* _Passage_:
+++++

The net decline of 1795 was calculated in PwC research compiled by the Local Data Company that looked at all London postcodes.

The figures cover chains in sectors such as retail, including supermarkets and book and fashion stores for example, as well as leisure, including pubs and bars. Sites that offer a service were also looked at, for example estate agent branches.

Multiple retailer net closures by region, 2020
Multiple retailer percentage closures by region, 2016-20 
2016 2017 2018 2019 2020
Greater London -0.90% -1.60% -2.60% -3.70% -5.80%

In total 7,655 stores opened in Great Britain in 2020,compared to 17,532 closures,a net decline of  9,877.

The study looked at 208,057 outlets operated by multiple operators (firms that have five or more sites nationally)across Great Britain, in2020. Multiples are classified in the study as those that have more than five sites nationally.

The Local Data Company visited 3,496 high streets, shopping centres and retail parks. Each premises was visited and its occupancy status recorded as occupied, vacant or demolished. Sites that were temporarily closed,such as for Covid-19 lockdowns, were considered to be still occupied and have not been included in the closures numbers.

Lisa Hooker, consumer markets lead at PwC, said: “London has undoubtedly been hit harder than other regions, seeing the most closures this year.  A higher concentration of chain stores and fewer commuters and tourists travelling into the city has contributed to this decline. Meanwhile, suburbs and commuter towns have done better, reflecting where people are spending most of their time.”

Hooker added: “Coming out of the pandemic we expect that London will begin to recover as restrictions are eased and workers return to the city, albeit in smaller numbers adopting a more flexible working model. There is opportunity for retailers with a strong London presence to respond to the changing consumer behaviours to ensure they are located where people are shopping and providing the service and experience wanted.”

+++++

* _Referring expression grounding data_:
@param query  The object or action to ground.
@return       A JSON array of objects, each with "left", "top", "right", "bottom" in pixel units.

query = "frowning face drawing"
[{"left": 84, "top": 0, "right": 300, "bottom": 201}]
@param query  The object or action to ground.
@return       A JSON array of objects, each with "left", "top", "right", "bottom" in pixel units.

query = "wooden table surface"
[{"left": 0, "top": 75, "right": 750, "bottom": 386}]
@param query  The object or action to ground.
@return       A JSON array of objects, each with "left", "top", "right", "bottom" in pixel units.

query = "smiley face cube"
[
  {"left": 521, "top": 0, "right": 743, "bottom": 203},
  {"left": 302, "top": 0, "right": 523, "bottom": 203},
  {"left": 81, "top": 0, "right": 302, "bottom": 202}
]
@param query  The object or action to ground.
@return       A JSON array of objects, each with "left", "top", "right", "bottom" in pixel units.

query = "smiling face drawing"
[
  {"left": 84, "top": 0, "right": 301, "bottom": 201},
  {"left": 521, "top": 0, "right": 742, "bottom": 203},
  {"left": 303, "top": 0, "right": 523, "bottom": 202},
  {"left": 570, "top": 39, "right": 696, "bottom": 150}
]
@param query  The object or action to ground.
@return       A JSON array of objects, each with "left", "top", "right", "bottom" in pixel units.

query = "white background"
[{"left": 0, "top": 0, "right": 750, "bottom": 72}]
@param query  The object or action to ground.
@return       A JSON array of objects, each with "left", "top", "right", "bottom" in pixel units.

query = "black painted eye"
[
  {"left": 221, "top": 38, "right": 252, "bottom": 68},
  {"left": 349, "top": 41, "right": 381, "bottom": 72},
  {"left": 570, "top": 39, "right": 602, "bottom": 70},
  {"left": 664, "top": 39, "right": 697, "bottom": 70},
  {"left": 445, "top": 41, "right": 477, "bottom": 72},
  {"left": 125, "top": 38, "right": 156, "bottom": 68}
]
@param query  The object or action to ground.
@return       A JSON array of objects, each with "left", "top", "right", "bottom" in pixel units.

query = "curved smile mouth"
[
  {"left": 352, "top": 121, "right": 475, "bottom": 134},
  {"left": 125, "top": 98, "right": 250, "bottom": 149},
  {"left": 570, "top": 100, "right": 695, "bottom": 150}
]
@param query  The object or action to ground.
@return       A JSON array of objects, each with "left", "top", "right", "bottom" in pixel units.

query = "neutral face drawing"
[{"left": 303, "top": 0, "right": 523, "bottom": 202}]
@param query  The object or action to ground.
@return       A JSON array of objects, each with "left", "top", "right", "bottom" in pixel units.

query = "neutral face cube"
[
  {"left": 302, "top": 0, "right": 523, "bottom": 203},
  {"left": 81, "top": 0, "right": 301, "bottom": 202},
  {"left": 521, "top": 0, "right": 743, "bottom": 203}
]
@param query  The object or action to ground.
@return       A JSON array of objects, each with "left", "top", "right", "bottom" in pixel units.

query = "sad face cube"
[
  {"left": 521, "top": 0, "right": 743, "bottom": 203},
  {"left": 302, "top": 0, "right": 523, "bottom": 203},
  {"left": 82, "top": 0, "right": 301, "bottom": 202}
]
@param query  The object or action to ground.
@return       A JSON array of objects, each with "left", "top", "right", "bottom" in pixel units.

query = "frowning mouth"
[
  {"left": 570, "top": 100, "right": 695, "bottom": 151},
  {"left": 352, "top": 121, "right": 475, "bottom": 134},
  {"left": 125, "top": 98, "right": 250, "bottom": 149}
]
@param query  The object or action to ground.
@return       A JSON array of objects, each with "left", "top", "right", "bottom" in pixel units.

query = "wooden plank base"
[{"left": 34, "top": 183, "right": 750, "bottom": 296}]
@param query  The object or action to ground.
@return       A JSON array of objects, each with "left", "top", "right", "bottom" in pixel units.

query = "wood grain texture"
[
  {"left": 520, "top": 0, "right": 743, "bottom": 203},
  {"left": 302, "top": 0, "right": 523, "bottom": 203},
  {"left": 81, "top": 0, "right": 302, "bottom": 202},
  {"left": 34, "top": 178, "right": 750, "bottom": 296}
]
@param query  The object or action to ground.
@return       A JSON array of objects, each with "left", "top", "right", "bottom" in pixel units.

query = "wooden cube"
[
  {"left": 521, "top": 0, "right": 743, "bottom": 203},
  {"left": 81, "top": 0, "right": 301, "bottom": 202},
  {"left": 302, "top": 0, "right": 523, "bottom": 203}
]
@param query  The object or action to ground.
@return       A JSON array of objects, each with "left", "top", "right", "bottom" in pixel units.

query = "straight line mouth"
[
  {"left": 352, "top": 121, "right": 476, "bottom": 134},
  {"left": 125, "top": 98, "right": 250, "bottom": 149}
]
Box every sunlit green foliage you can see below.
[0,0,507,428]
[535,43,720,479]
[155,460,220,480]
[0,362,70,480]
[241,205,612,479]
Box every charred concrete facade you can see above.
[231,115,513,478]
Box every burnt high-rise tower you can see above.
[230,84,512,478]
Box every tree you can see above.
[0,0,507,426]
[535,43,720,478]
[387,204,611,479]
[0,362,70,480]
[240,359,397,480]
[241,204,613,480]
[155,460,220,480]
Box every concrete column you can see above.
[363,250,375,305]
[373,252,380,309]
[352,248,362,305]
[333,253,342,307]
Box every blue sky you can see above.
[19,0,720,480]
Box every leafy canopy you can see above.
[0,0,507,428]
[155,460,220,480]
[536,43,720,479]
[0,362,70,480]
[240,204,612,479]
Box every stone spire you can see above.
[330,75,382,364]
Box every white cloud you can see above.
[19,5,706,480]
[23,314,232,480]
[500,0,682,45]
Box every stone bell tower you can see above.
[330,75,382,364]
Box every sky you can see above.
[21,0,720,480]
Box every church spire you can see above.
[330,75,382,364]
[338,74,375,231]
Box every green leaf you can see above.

+++++

* _Problem description_: From the passage on London chain store closures, copy everything from "The study looked" down to "the closures numbers.".

* _Answer to this problem_:
The study looked at 208,057 outlets operated by multiple operators (firms that have five or more sites nationally)across Great Britain, in2020. Multiples are classified in the study as those that have more than five sites nationally.

The Local Data Company visited 3,496 high streets, shopping centres and retail parks. Each premises was visited and its occupancy status recorded as occupied, vacant or demolished. Sites that were temporarily closed,such as for Covid-19 lockdowns, were considered to be still occupied and have not been included in the closures numbers.